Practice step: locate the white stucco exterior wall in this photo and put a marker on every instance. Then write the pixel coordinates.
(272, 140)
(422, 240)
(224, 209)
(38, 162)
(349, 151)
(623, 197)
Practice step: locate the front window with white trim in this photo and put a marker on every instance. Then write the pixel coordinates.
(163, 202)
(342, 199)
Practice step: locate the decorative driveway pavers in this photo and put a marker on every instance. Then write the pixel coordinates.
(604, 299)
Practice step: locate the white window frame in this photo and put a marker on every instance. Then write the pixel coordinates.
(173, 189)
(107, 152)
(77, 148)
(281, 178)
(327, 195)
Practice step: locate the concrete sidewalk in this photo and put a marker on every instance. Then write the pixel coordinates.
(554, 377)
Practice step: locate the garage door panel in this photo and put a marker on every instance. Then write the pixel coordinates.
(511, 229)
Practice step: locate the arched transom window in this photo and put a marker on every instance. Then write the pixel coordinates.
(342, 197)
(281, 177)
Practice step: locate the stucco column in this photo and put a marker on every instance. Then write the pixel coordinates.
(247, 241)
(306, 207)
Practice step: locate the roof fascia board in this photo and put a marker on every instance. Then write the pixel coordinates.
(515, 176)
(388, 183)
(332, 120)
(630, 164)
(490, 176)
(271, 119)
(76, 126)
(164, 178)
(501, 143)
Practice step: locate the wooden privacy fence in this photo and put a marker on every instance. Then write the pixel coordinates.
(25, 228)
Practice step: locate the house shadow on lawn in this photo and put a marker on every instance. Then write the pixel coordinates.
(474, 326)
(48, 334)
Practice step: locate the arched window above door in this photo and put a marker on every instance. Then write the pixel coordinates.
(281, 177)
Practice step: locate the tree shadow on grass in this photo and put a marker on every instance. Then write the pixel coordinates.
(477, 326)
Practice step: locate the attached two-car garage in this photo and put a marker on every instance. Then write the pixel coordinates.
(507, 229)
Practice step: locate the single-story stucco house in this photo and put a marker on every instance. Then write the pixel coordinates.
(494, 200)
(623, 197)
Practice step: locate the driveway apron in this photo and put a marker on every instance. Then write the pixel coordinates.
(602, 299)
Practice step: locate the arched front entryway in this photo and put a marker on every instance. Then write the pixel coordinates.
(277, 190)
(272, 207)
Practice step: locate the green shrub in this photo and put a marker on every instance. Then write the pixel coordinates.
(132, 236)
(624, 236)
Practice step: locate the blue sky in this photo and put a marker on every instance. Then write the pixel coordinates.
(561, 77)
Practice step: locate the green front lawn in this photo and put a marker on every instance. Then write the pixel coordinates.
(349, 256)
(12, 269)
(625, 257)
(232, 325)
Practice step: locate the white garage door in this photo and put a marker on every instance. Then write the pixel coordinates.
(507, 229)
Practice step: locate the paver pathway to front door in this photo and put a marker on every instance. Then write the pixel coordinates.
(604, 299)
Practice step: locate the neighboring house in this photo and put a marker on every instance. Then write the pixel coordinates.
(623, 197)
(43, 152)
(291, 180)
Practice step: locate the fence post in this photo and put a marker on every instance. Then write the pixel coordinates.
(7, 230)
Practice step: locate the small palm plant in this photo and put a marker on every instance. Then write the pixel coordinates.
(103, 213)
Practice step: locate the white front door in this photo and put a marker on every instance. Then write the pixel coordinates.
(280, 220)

━━━━━━━━━━━━━━━━

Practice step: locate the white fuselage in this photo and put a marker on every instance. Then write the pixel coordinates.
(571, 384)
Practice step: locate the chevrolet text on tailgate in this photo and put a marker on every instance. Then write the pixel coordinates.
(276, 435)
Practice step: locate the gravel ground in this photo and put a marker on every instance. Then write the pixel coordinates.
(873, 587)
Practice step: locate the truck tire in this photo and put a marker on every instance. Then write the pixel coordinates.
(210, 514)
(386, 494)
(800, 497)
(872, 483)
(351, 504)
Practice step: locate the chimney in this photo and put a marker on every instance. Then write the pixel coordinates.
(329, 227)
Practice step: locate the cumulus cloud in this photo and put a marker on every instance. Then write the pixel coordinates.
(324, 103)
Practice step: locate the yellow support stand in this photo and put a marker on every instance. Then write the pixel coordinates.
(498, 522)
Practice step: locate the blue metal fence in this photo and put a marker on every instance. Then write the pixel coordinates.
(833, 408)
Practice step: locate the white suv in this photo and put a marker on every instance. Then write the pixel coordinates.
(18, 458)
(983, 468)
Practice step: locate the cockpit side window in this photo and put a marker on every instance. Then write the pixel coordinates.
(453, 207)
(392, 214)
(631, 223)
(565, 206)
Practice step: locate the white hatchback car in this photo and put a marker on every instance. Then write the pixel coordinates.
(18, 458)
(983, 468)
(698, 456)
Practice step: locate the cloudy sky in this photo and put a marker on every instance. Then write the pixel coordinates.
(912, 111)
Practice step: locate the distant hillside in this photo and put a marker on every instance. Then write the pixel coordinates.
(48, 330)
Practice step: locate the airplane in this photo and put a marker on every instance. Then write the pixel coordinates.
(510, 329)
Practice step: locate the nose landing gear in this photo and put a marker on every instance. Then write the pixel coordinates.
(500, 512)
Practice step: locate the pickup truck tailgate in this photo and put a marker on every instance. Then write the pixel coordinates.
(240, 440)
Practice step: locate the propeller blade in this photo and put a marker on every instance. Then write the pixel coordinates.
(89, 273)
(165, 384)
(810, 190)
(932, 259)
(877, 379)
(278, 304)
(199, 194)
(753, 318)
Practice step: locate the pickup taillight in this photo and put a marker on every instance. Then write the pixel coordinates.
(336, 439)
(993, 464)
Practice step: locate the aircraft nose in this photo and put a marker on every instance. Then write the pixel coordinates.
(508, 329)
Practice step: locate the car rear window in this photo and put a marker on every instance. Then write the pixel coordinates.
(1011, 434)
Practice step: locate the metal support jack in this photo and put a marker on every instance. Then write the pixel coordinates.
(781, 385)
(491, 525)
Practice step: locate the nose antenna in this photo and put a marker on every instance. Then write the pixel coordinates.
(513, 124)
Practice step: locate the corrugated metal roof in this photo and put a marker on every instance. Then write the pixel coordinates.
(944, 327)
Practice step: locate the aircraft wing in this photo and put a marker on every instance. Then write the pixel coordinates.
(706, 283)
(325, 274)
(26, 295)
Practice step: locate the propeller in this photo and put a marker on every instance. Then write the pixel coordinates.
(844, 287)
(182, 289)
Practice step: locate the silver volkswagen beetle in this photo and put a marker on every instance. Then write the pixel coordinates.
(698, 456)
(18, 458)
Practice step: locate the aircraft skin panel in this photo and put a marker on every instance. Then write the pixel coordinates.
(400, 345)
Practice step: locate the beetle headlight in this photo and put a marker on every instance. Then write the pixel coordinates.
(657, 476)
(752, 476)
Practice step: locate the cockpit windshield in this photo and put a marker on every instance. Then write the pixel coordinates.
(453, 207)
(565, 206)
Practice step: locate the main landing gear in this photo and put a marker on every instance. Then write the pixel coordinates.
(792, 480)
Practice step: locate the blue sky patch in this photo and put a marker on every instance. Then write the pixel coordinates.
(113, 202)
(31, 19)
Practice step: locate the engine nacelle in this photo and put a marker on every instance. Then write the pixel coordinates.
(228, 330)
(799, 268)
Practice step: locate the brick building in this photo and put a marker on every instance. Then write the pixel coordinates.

━━━━━━━━━━━━━━━━

= Work order =
The required answer is the run of lines above, starting at the line with "Practice step: locate the beetle" and ending at the line with "Practice step: locate the brick", reproduced exactly with both ends.

= Output of the task =
Practice step: locate the beetle headlight in this photo and put a marker on every instance. Then write the pixel coordinates.
(657, 476)
(752, 476)
Practice step: locate the cockpit windshield in this photo and put a marker on every instance. Then write the pixel coordinates.
(453, 207)
(565, 206)
Practice step: locate the main landing gear in this photo and put a marker on every instance. Then write the pixel coordinates.
(792, 480)
Practice step: locate the blue sky patch in this photo and put a marker on every instance. Then write the pixel coordinates.
(113, 202)
(31, 19)
Practice step: locate the engine nacelle in this photo and put a marker on every instance. Then write the pixel coordinates.
(228, 330)
(799, 268)
Practice step: locate the brick building in this photo and put a marker on every instance. Then write the pixel coordinates.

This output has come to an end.